[Problem description]
The material is to be repeated exactly, from first line to last.

───── Listed entries ─────

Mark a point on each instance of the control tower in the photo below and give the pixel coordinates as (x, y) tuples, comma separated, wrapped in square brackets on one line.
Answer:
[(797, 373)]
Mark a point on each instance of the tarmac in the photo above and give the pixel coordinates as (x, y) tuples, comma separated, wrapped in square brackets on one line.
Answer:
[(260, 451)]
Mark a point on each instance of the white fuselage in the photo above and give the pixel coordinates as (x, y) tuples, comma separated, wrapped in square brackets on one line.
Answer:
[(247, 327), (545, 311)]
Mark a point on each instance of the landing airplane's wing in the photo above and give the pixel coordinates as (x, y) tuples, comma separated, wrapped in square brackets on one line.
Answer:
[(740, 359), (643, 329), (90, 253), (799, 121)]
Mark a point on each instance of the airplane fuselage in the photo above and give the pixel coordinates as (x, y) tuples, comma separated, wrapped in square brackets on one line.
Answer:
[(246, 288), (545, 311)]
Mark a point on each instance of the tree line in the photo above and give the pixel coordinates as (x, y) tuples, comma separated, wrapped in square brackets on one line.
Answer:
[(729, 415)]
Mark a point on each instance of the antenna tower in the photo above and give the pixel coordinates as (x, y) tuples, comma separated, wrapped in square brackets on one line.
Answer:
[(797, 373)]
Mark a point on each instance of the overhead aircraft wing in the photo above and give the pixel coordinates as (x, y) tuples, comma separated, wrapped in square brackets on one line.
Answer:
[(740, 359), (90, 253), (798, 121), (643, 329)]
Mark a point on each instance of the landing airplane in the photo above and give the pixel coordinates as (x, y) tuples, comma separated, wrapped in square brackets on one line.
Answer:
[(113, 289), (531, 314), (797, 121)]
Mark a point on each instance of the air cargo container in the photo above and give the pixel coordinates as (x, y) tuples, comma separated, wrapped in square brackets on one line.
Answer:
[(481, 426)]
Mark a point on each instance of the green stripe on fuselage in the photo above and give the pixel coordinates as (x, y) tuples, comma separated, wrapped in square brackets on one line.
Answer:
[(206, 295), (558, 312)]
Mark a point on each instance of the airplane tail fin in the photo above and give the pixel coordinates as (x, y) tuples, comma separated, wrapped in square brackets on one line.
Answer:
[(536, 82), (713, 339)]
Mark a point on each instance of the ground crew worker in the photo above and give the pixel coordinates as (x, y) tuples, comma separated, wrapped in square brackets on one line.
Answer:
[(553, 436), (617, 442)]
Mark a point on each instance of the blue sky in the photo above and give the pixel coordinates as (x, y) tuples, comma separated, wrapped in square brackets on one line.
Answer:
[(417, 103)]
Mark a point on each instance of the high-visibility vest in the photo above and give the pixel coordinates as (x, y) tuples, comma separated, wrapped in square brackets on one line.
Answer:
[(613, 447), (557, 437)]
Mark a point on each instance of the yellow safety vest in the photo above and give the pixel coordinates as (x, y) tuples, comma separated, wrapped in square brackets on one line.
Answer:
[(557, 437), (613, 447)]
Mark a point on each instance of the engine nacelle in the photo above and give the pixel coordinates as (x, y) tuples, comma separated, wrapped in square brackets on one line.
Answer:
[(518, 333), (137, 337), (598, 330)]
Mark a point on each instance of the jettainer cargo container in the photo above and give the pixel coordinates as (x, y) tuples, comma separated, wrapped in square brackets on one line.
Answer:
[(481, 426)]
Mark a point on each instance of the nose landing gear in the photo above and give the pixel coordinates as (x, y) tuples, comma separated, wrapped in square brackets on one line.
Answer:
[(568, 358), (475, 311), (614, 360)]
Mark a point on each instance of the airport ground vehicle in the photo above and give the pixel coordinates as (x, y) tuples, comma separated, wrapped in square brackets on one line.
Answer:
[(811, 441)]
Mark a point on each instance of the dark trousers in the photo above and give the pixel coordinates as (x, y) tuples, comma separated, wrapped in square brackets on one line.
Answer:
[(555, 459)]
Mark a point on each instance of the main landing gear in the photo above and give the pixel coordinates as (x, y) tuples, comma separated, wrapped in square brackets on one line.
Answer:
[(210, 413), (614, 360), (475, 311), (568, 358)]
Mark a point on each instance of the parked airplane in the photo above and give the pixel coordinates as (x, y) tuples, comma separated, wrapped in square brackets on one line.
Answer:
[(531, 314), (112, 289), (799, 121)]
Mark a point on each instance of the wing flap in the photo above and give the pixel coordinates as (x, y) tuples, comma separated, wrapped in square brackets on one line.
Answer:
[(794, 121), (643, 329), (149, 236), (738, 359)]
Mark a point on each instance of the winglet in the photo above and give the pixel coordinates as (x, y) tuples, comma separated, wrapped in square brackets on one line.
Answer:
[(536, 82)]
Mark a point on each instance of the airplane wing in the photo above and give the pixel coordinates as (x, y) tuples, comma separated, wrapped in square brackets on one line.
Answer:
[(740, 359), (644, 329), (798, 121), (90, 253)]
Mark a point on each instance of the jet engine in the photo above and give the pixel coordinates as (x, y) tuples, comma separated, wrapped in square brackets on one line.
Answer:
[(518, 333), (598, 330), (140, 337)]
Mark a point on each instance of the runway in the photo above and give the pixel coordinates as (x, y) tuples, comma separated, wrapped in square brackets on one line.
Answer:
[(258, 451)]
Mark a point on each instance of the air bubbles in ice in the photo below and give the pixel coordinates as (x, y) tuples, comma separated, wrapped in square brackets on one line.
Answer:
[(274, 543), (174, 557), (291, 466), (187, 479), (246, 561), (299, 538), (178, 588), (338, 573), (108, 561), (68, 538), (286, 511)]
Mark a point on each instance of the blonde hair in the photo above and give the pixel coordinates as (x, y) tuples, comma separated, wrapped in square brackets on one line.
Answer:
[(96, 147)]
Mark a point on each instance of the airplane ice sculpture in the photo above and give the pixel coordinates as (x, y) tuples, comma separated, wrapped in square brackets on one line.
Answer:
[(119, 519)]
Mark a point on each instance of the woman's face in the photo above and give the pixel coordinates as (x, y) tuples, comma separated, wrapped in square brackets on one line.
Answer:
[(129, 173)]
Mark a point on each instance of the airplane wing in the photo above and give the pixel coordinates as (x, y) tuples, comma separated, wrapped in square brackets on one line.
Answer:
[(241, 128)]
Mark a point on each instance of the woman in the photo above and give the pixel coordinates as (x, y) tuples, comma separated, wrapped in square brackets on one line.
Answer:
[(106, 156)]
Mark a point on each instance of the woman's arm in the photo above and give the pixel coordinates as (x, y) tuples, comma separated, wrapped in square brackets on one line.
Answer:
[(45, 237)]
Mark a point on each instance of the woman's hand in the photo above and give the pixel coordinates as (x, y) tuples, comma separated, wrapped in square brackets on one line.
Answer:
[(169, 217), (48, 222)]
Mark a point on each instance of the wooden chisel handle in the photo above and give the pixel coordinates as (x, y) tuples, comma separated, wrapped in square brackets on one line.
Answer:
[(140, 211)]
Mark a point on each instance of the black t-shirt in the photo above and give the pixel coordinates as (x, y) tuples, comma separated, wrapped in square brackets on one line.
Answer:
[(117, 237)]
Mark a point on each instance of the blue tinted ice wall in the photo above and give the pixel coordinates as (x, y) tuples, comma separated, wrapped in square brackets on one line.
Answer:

─────

[Answer space]
Mark a point on each instance of the control tower in the photo below and give the pixel coordinates as (x, y) tuples, comma separated, wrapped in square brackets on one line.
Answer:
[(797, 373)]
Mark a point on each instance of the tarmac in the photo above and give the pixel coordinates as (x, y) tuples, comma separated, wrapped in square brackets on one line.
Answer:
[(260, 451)]
Mark a point on each instance of the white fuselage in the photo above and give the pixel coordinates as (x, y) tuples, comma separated, wrapped in square brackets on one line.
Answer:
[(247, 327), (545, 311)]
Mark a point on each instance of the landing airplane's wing in the photo above and give the pixel coordinates as (x, y) tuples, comma separated, wrapped in square brackets on one line.
Answer:
[(740, 359), (643, 329), (90, 253), (799, 121)]
Mark a point on each instance of the airplane fuselage in the photo above and give the pixel coordinates as (x, y) tuples, comma separated, wrapped in square brackets on one line.
Answer:
[(246, 288), (545, 311)]
Mark a point on each instance of the tree line in the photo above and give the pixel coordinates as (x, y) tuples, comma separated, wrapped in square brackets on one line.
Answer:
[(729, 415)]
Mark a point on each instance of the antenna tower in the photo above and give the pixel coordinates as (x, y) tuples, comma separated, wrapped in square brackets on one line.
Answer:
[(797, 373)]
Mark a point on each instance of the overhead aircraft wing in the photo above and give the pixel coordinates as (x, y) tuples, comma separated, wrapped in square brackets on one line.
Answer:
[(740, 359), (90, 253), (798, 121), (643, 329)]
Mark a point on each instance of the landing airplane in the photo above and give the pixel coordinates as (x, y) tuples, comma separated, wrapped in square brackets on one line.
Answer:
[(113, 289), (531, 314), (797, 121)]
Mark a point on each instance of the air cargo container in the photo above and give the pixel coordinates as (x, y) tuples, comma separated, wrapped in square brackets on one line.
Answer:
[(481, 426)]
Mark a point on each instance of the green stripe on fuselage in the photo above and give the pixel coordinates as (x, y) tuples, comma separated, wrapped in square brackets on one line.
Answer:
[(206, 295), (558, 312)]
Mark a point on each instance of the airplane tail fin in the photo above and give the pixel coordinates as (x, y) tuples, comma separated, wrapped in square brackets on one line.
Answer:
[(536, 82), (713, 339)]
Mark a point on each instance of the ground crew worker in the photo above and give the pixel coordinates as (x, y) tuples, comma separated, wrapped in square brackets on one line.
Answer:
[(553, 436), (617, 442)]
Mark a point on each instance of the blue sky in the photo above and give the pixel coordinates as (x, y) tuples, comma separated, wrapped in square brackets on one line.
Answer:
[(417, 103)]
Mark a point on each instance of the high-visibility vest in the photo above and give the pixel coordinates as (x, y) tuples, comma separated, wrapped in square brackets on one line.
Answer:
[(613, 447), (557, 437)]
Mark a point on each instance of the yellow safety vest in the photo above and give the pixel coordinates as (x, y) tuples, comma separated, wrapped in square brackets on one line.
Answer:
[(557, 437), (613, 447)]
Mark a point on each instance of the engine nacelle in the photo above and give the pixel coordinates as (x, y) tuples, comma separated, wrapped in square brackets on one line.
Answer:
[(518, 333), (137, 337), (598, 330)]
Mark a point on each instance of the jettainer cargo container in the photo above and give the pixel coordinates as (x, y) tuples, comma separated, wrapped in square brackets on one line.
Answer:
[(481, 426)]
Mark a point on each instance of the nose landing gear in the photo above and give the pixel coordinates as (x, y) tuples, comma separated, wrapped in square brackets on one line.
Answer:
[(568, 358), (475, 311), (614, 360)]
Mark a point on each instance of the airport ground vehicle in the photo above and give the pixel coordinates as (x, y) tuples, comma separated, wrapped in square brackets on one line.
Answer:
[(811, 441)]
Mark a point on each instance of the dark trousers in the photo above and give the pixel coordinates as (x, y) tuples, comma separated, wrapped in square brackets on one line.
Answer:
[(555, 459)]
Mark a point on each instance of the main landing gear in the photo above and give the pixel coordinates as (x, y) tuples, comma separated, wrapped in square brackets on one line.
Answer:
[(210, 413), (614, 360), (475, 311), (568, 358)]
Mark a point on each instance of the parked airplane in the photo above and give the pixel coordinates as (x, y) tuples, comma separated, wrapped in square brackets on one line.
Answer:
[(531, 314), (112, 289), (799, 121)]
Mark a point on each instance of the wing flap in the photo above and give the pixel coordinates as (x, y) tuples, comma separated, wrapped in square brackets on one line.
Answer:
[(794, 121), (643, 329), (149, 236), (738, 359)]
Mark a point on each instance of the winglet in the photo above and give the pixel coordinates as (x, y) tuples, comma separated, wrapped in square brackets on one line.
Answer:
[(536, 82)]
Mark a point on each instance of the airplane wing in the photo above and give the pixel coordinates as (x, y) tuples, comma separated, wrapped in square brackets on one line.
Answer:
[(740, 359), (644, 329), (798, 121), (90, 253)]
Mark a point on each instance of the jet engine in the photo above and give the pixel coordinates as (x, y) tuples, comma separated, wrapped in square brackets on one line.
Answer:
[(518, 333), (598, 330), (140, 337)]
Mark a point on each instance of the runway in the photo above and give the pixel coordinates as (x, y) tuples, comma separated, wrapped in square brackets on one line.
Answer:
[(258, 451)]
Mark a point on each instance of the air bubbles in ice in the photo below and give the pixel coordinates as (x, y) tuples, comma separated, wrapped in square brackets on one line.
Answer:
[(274, 543), (174, 557), (291, 466), (187, 479), (246, 561), (299, 538), (178, 588), (338, 573), (108, 561), (68, 538), (286, 511)]
Mark a point on each instance of the blonde hair in the photo above and give the pixel coordinates as (x, y) tuples, comma separated, wrapped in square brackets on one line.
Answer:
[(96, 147)]
Mark a point on each instance of the airplane ice sculpture in the photo above and give the pixel coordinates as (x, y) tuples, comma separated, wrapped in square brackets on one line.
Answer:
[(119, 519)]
Mark a point on each instance of the woman's face in the photo above and give the pixel coordinates as (x, y) tuples, comma separated, wrapped in square brackets on one line.
Answer:
[(129, 173)]
Mark a point on each instance of the airplane wing in the photo above and give the pixel coordinates as (x, y) tuples, comma separated, wrapped in square brackets on one line.
Answer:
[(241, 128)]
Mark a point on each instance of the woman in the photo above and give the pixel coordinates as (x, y) tuples, comma separated, wrapped in square brackets on one line.
Answer:
[(106, 156)]
Mark a point on each instance of the woman's arm in the photo above and give the pixel coordinates as (x, y) tuples, comma separated, wrapped in square brackets on one line.
Answer:
[(45, 237)]
Mark a point on each instance of the woman's hand in the photo above and give the pixel coordinates as (x, y) tuples, comma separated, wrapped in square brackets on one line.
Answer:
[(169, 217), (48, 222)]
Mark a point on each instance of the wooden chisel handle in the photo above and give the pixel coordinates as (x, y) tuples, comma separated, wrapped in square brackets on one line.
Answer:
[(140, 211)]
Mark a point on each instance of the black t-shirt in the photo above and give the pixel coordinates as (x, y) tuples, comma separated, wrapped in square brackets on one line.
Answer:
[(117, 237)]
Mark a point on each instance of the blue tinted ice wall in the photo above and give the pixel coordinates as (x, y) tuples, comma separated, wrapped in square brackets on one line.
Answer:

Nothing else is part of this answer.